> Task brief
The records that follow are to be repeated exactly, with the pictures removed.

> Material for this exercise
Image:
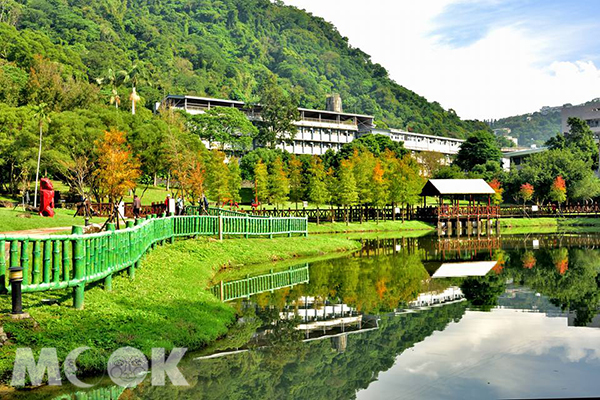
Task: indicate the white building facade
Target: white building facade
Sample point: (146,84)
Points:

> Solution for this problem
Image:
Task: indicate the white building facade
Target: white building facade
Sample point: (146,84)
Points:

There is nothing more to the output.